++++ SOURCE EXCERPT ++++

In certain cases, output buffering allows smaller cell latency. Therefore, a lower memory capacity in the switch is needed. To solve the blocking problem the use of the output buffering technique has been chosen.

After this choice, we need to know how the routing function can be implemented. Next section presents the currently used techniques.

11.6.1.2. Routing function implementation

The simplest technique to implement the routing function is to link all the inputs to all the outputs. By programming this array of connection the data can be routed from any of the input ports to any of the output ports. We can implement this function using crossbar architecture.

11.6.1.2.1. Crossbar switch

A crossbar is an array of buses and transmission gates implementing paths from any input port to any output port. This section describes this technique. To understand the limitations of such technique we first describe the transmission gate.

[Click to enlarge image]

Figure-11.17: Electric view of a transmission gate.

11.6.1.2.1.1 Transmission gate

Figure 11.17 shows an electric view of a transmission gate. Figure 11.18 shows a schematic view of the same transmission gate. Two complementary transistors transmit the input signal without degradation (the NMOS transmit the VSS and the PMOS transmit the VDD). Command input enables or disables the transmission function. For instance:

If Command = VSS then both transistors are locked.

++++ DATASET CONTENT ++++

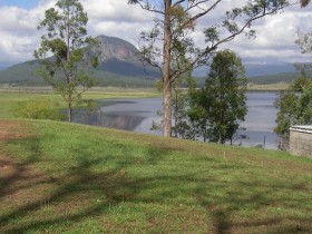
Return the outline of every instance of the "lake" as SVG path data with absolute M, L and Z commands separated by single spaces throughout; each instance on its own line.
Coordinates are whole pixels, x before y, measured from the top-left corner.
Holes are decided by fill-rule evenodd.
M 273 133 L 277 109 L 274 107 L 276 92 L 247 92 L 248 113 L 241 124 L 247 139 L 234 144 L 255 147 L 265 144 L 265 148 L 277 148 L 277 136 Z M 162 98 L 106 99 L 100 101 L 98 113 L 85 119 L 85 124 L 117 129 L 160 135 L 150 130 L 153 121 L 160 121 L 157 110 L 162 109 Z M 77 117 L 77 119 L 81 117 Z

++++

Write out the whole passage above on switch routing and transmission gates, word for word.

In certain cases, output buffering allows smaller cell latency. Therefore, a lower memory capacity in the switch is needed. To solve the blocking problem the use of the output buffering technique has been chosen.

After this choice, we need to know how the routing function can be implemented. Next section presents the currently used techniques.

11.6.1.2. Routing function implementation

The simplest technique to implement the routing function is to link all the inputs to all the outputs. By programming this array of connection the data can be routed from any of the input ports to any of the output ports. We can implement this function using crossbar architecture.

11.6.1.2.1. Crossbar switch

A crossbar is an array of buses and transmission gates implementing paths from any input port to any output port. This section describes this technique. To understand the limitations of such technique we first describe the transmission gate.

[Click to enlarge image]

Figure-11.17: Electric view of a transmission gate.

11.6.1.2.1.1 Transmission gate

Figure 11.17 shows an electric view of a transmission gate. Figure 11.18 shows a schematic view of the same transmission gate. Two complementary transistors transmit the input signal without degradation (the NMOS transmit the VSS and the PMOS transmit the VDD). Command input enables or disables the transmission function. For instance:

If Command = VSS then both transistors are locked.